WORK TO COMPLETE - In the safari forum thread, change "Ugandan National Parks" to "Kenyan National Parks" and give the passage again. Begin at the words "Having been to" and stop after "and thoroughly addicting.".

DOCUMENT EXCERPT -

^^^^

# Booked My First Safari



## tarbe (Apr 7, 2007)

Wife and I are going to Africa in 2015.

We booked a 10-day plains game hunt in the Eastern Cape of South Africa. Already working up loads for my new 300 H&H!

I have always wanted to face the Cape Buffalo, but I could not conscience the expense...maybe some day. 

I don't know how I am going to wait 15 months!


Tim


----------



## tarbe (Apr 7, 2007)

Chronographed some loads from the H&H yesterday.

220gr Nosler Partition topped out at 2,814 fps. This is with a well-above book max load of IMR 7828 SSC in a rifle that has had the throat lengthened by 0.2". The bullets were seated out for an OAL of 3.8".

Way too windy to shoot for accuracy (30 mph and gusty).


----------



## oneraddad (Jul 20, 2010)

I don't understand your way of thinking, going to Africa to kill something just seems like a waste in my opinion.


----------



## whistler (Apr 20, 2005)

Having been to Africa a few times but never for a hunting safari, I must say I am excited for you and a bit jealous too. I was only ever in the Ugandan National Parks but the experience was unreal, amazing, and thoroughly addicting.

Of course it is a bit sad too. Thinking about what once was and comparing that to what it has become and how it will likely end.

Please do post pictures when you get back.


----------



## Bret (Oct 3, 2003)

Good luck on the prep. Have fun.

Grins with Groucho Marx in the back of my mind...on tusks etc. I won't repeat him. You've heard them all.


----------



## RonM (Jan 6, 2008)

Enjoy your adventure, Africa never appealed to me , maybe a Mule Deer hunt in the West would be my style, I love venison......Enjoy the planning too.......


----------



## tarbe (Apr 7, 2007)

oneraddad said:


> I don't understand your way of thinking, going to Africa to kill something just seems like a waste in my opinion.

^^^^

RECORD SET -
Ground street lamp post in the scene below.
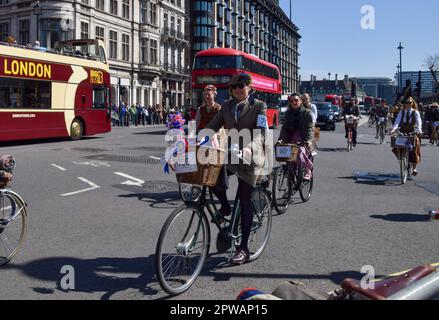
[34,0,43,41]
[397,42,404,94]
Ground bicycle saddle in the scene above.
[341,265,436,300]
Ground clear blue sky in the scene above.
[280,0,439,80]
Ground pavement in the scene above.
[0,117,439,300]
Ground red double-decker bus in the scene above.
[0,40,111,141]
[192,48,282,128]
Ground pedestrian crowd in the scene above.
[112,102,185,127]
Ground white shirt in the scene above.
[311,103,317,124]
[392,108,422,134]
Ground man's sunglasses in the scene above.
[230,83,247,90]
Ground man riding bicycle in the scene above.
[206,73,268,264]
[425,102,439,144]
[342,100,360,147]
[278,93,314,181]
[375,99,390,139]
[391,97,422,176]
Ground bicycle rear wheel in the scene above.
[155,205,210,295]
[0,190,27,266]
[248,188,273,261]
[272,165,292,214]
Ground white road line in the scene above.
[60,177,100,197]
[51,163,67,171]
[114,172,145,187]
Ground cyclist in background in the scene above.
[342,100,360,147]
[391,97,422,176]
[278,93,314,180]
[195,85,232,217]
[425,102,439,144]
[375,99,390,139]
[0,155,15,188]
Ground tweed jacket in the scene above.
[206,95,268,186]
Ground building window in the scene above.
[140,38,149,63]
[96,26,105,41]
[81,22,88,39]
[122,34,130,61]
[149,40,158,65]
[18,19,30,46]
[96,0,105,11]
[110,30,117,59]
[122,0,130,20]
[110,0,118,16]
[149,3,157,26]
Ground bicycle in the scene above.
[391,131,416,184]
[155,150,272,296]
[272,144,314,214]
[0,188,27,266]
[345,115,357,152]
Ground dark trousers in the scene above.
[345,126,357,144]
[213,179,254,250]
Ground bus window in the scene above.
[93,87,106,109]
[194,56,242,70]
[0,78,52,109]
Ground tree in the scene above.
[425,54,439,92]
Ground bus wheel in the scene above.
[70,119,84,141]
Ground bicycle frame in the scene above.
[0,189,26,226]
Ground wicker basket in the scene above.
[314,127,320,141]
[390,137,416,149]
[275,143,299,162]
[176,147,225,187]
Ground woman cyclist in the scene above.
[391,97,422,176]
[0,155,15,188]
[278,93,314,180]
[195,85,232,216]
[206,73,267,264]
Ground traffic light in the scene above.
[415,81,422,97]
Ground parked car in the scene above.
[316,102,336,131]
[332,105,341,122]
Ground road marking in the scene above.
[114,172,145,187]
[374,262,439,282]
[60,177,100,197]
[51,163,67,171]
[73,160,111,167]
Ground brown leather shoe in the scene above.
[230,249,250,264]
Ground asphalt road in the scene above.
[0,120,439,300]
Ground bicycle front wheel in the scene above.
[0,190,27,266]
[249,188,273,261]
[299,169,314,202]
[272,166,292,214]
[399,150,408,184]
[155,205,210,296]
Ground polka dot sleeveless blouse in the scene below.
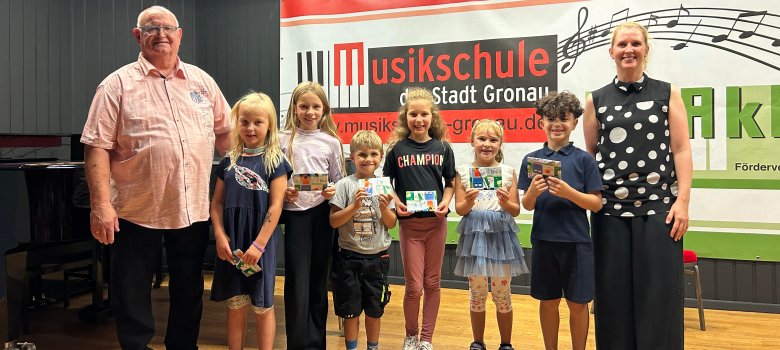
[593,75,677,217]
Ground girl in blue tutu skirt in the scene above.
[455,120,528,350]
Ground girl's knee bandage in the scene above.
[492,279,512,314]
[252,305,274,315]
[469,276,487,312]
[228,294,250,310]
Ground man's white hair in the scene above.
[136,5,179,27]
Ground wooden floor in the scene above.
[22,277,780,350]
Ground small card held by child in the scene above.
[293,174,328,191]
[528,157,561,179]
[469,167,503,190]
[233,249,262,277]
[406,191,439,213]
[358,177,393,197]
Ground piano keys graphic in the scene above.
[297,42,369,109]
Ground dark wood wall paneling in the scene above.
[0,0,279,134]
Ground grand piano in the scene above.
[0,159,102,344]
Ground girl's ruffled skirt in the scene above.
[455,210,528,277]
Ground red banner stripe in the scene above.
[281,0,469,19]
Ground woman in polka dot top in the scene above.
[583,22,693,349]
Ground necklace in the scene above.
[241,146,265,154]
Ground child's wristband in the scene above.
[252,241,265,253]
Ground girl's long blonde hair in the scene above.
[387,87,448,151]
[471,119,504,163]
[284,81,347,175]
[227,91,284,175]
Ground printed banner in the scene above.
[280,0,780,256]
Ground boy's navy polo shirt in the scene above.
[517,142,603,242]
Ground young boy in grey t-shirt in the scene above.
[330,130,396,350]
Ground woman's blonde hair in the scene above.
[609,21,650,70]
[387,87,448,150]
[284,81,347,174]
[227,91,284,175]
[471,119,504,163]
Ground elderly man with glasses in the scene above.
[81,6,231,349]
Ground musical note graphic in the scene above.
[561,7,588,73]
[712,11,766,43]
[666,4,691,28]
[645,13,658,29]
[557,5,780,73]
[601,8,628,38]
[672,20,701,51]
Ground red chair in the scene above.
[683,249,707,331]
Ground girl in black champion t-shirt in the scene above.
[383,88,456,350]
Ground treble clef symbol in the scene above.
[561,7,588,73]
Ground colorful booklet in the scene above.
[358,177,393,197]
[406,191,439,213]
[528,157,561,179]
[469,167,503,190]
[293,174,328,191]
[233,249,262,277]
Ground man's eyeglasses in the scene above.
[138,26,179,35]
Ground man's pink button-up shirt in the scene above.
[81,54,231,229]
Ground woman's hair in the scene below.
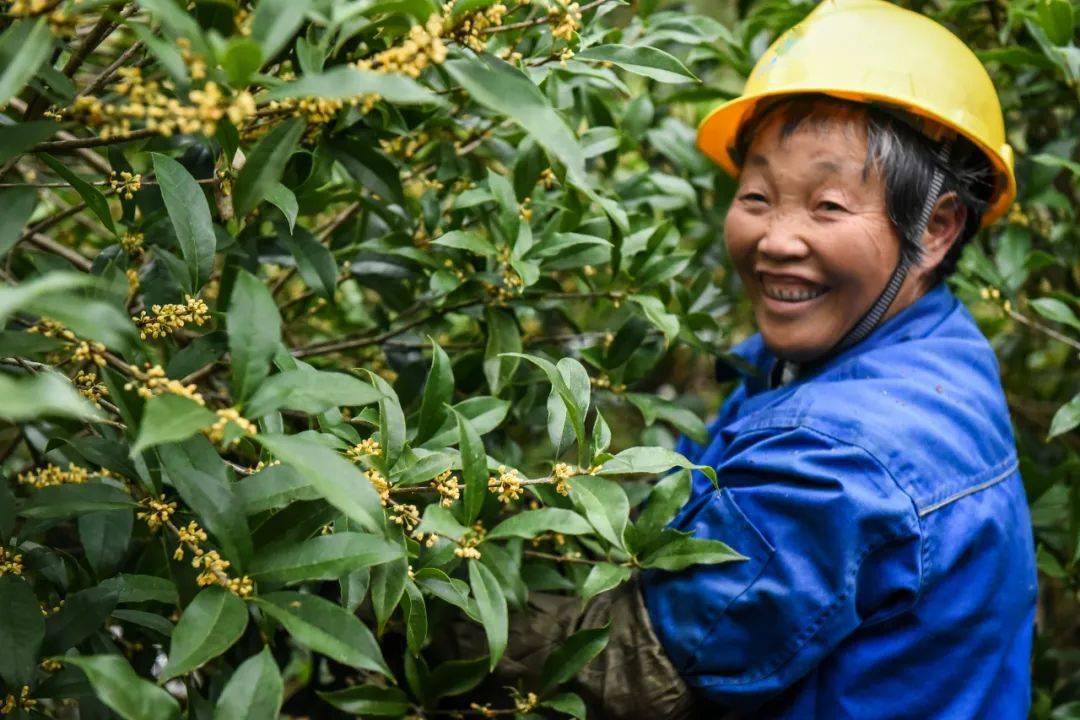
[729,93,995,285]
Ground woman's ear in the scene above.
[920,192,968,268]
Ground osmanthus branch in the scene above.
[1005,308,1080,350]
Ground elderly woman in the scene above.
[449,0,1036,720]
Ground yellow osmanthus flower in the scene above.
[432,470,461,507]
[132,295,210,340]
[0,545,23,578]
[364,467,390,505]
[551,462,577,495]
[206,408,258,443]
[124,365,206,405]
[135,494,176,532]
[18,463,90,489]
[0,685,38,715]
[109,171,143,199]
[356,13,446,78]
[346,437,382,462]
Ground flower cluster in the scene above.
[346,437,382,462]
[0,545,23,578]
[132,295,210,340]
[364,467,390,505]
[73,370,109,406]
[124,365,206,405]
[206,408,258,443]
[356,13,446,78]
[0,685,38,715]
[62,67,255,138]
[109,171,143,200]
[431,470,461,507]
[551,462,577,495]
[487,465,523,503]
[548,0,581,42]
[18,463,90,489]
[135,494,176,532]
[443,2,507,53]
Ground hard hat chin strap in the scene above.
[771,140,953,386]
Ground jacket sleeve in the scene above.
[644,426,920,710]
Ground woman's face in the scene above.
[724,117,900,363]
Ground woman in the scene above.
[475,0,1036,720]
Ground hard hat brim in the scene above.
[696,87,1016,228]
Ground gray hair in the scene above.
[729,93,995,285]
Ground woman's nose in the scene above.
[757,218,810,260]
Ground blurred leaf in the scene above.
[57,655,180,720]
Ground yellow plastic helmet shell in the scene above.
[697,0,1016,227]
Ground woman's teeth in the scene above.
[761,282,828,302]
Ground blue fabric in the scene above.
[643,283,1036,720]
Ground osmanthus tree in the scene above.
[0,0,1080,720]
[0,0,750,720]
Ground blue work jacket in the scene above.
[643,283,1036,720]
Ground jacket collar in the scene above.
[716,282,959,395]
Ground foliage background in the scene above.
[0,0,1080,718]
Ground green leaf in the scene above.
[150,152,217,293]
[573,44,701,83]
[248,532,403,583]
[214,646,285,720]
[56,655,180,720]
[244,368,382,418]
[161,585,247,682]
[0,370,103,422]
[38,153,117,235]
[221,37,264,87]
[469,560,509,670]
[256,433,386,534]
[260,66,446,106]
[485,507,593,540]
[18,483,137,518]
[1047,393,1080,440]
[367,370,405,468]
[581,562,631,600]
[0,17,53,107]
[226,270,281,402]
[635,471,690,538]
[319,685,411,718]
[431,230,497,256]
[599,447,716,483]
[0,575,45,688]
[443,53,585,183]
[279,227,337,301]
[630,295,679,344]
[413,340,454,445]
[232,118,305,217]
[484,305,522,395]
[131,393,216,457]
[267,182,300,232]
[642,536,746,572]
[623,393,708,445]
[1031,298,1080,330]
[450,408,487,525]
[252,0,311,60]
[255,593,393,680]
[158,436,252,571]
[0,187,38,258]
[540,624,611,695]
[0,120,60,163]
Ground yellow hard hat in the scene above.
[698,0,1016,227]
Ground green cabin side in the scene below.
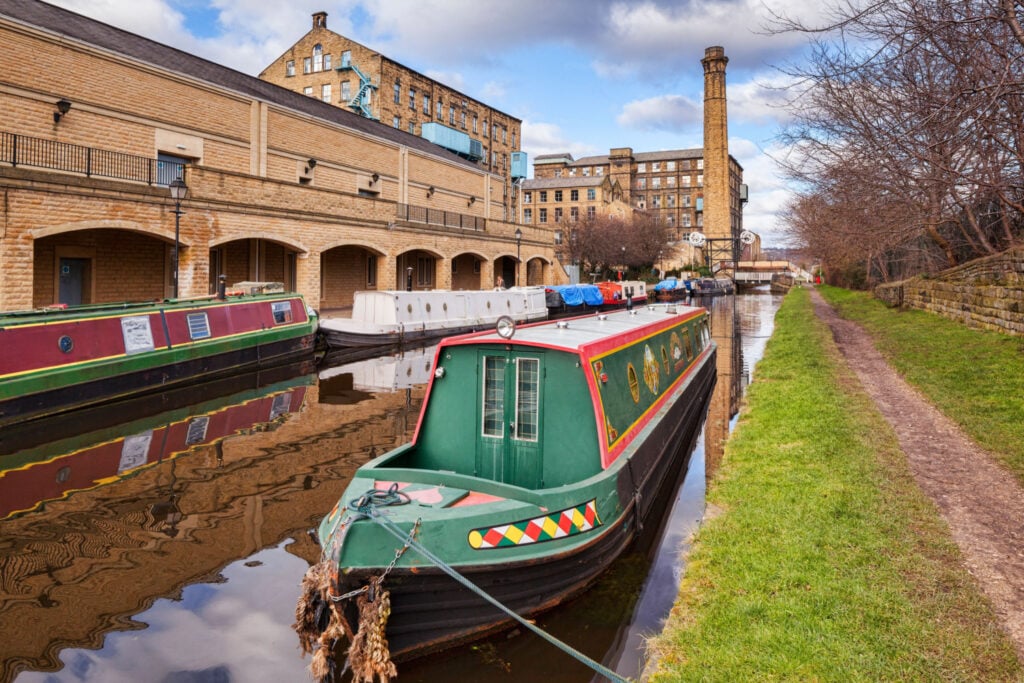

^^^^

ANSWER TO THE TASK -
Having been to Africa a few times but never for a hunting safari, I must say I am excited for you and a bit jealous too. I was only ever in the Kenyan National Parks but the experience was unreal, amazing, and thoroughly addicting.